Swap "layout" for "format" in the lines below and repeat them, keeping everything else the same.
»»
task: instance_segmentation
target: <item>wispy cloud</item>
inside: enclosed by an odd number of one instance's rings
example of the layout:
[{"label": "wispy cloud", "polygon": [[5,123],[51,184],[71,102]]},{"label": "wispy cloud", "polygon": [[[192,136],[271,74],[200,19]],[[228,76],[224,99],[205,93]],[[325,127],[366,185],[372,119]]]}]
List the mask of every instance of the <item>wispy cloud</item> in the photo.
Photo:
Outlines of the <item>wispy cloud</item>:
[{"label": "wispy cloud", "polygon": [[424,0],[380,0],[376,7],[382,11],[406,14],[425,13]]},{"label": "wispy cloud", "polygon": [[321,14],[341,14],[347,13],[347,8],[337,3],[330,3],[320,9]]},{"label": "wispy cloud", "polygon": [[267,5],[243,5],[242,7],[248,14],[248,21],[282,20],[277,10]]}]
««
§ **RESPONSE**:
task: instance_segmentation
target: <item>wispy cloud</item>
inside: enclosed by an odd number of one instance's rings
example of the format:
[{"label": "wispy cloud", "polygon": [[5,123],[51,184],[71,102]]},{"label": "wispy cloud", "polygon": [[[192,136],[271,74],[200,19]],[[228,76],[224,99],[205,93]],[[325,127],[366,185],[372,119]]]}]
List the mask of every instance of the <item>wispy cloud</item> in the photo.
Photo:
Outlines of the <item>wispy cloud</item>:
[{"label": "wispy cloud", "polygon": [[424,0],[380,0],[376,7],[382,11],[406,14],[425,13]]},{"label": "wispy cloud", "polygon": [[321,14],[341,14],[347,13],[347,8],[337,3],[330,3],[320,9]]},{"label": "wispy cloud", "polygon": [[267,5],[243,5],[242,7],[248,14],[248,21],[282,20],[277,10]]}]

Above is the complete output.